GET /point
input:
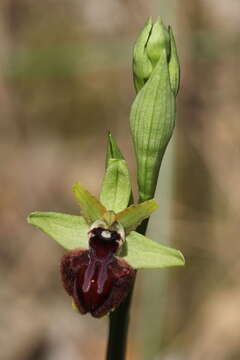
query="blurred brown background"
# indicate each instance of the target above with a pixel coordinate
(65, 79)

Your instructions:
Copy all of the material above word for word, but leave out the picture.

Answer for this exercise:
GET /point
input:
query="blurred brown background"
# indicate each instance of the target above with a pixel coordinate
(65, 79)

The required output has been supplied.